What the task asks
Starting with the line containing "Reviewer note: every instance of the shallow" and going on through the line containing "column 117, row 100", swap every "shallow water" for "clear water" and leave everything else unchanged. Return only those lines.

Location annotation dataset excerpts
___
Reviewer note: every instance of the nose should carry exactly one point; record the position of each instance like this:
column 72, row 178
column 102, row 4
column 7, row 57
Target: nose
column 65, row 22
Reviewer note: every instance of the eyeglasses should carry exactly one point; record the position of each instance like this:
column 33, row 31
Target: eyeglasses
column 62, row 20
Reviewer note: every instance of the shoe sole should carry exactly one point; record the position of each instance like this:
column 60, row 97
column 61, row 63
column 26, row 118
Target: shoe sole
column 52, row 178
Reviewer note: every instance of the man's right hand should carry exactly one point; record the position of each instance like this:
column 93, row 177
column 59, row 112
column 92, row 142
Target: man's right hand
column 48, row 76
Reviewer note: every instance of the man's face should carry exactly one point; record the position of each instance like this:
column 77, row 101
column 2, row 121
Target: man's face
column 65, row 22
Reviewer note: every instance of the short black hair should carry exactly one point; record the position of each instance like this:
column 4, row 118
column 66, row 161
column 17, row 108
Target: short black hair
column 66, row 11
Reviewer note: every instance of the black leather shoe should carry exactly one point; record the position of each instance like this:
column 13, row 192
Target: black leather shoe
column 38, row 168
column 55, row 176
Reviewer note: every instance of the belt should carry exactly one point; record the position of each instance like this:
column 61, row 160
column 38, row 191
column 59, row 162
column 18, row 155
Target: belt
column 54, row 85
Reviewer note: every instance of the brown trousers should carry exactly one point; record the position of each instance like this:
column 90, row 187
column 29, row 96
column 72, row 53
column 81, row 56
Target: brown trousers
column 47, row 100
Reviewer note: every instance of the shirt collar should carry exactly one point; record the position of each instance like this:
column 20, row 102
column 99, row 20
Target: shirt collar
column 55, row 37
___
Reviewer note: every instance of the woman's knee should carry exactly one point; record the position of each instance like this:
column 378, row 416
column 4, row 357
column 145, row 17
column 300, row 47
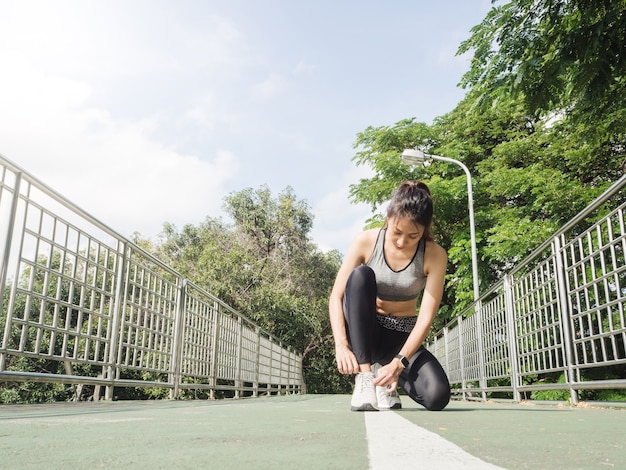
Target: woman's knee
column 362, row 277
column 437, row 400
___
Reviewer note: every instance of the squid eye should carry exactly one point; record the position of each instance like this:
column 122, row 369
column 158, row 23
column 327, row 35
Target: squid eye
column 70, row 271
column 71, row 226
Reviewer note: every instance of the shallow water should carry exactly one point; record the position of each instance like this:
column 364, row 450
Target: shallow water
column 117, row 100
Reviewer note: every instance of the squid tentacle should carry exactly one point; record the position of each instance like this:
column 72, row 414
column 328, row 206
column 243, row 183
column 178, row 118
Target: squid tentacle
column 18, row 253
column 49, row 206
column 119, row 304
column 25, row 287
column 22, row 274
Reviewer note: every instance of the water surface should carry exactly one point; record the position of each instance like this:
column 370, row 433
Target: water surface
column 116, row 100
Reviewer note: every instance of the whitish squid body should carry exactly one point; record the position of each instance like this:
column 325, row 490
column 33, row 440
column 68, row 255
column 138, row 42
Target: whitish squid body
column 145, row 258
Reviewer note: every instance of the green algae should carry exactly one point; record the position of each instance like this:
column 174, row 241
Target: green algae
___
Result
Reviewer note: every instance of the clear water should carry exactly one point; record the position of each instance like this:
column 364, row 450
Target: clear water
column 117, row 100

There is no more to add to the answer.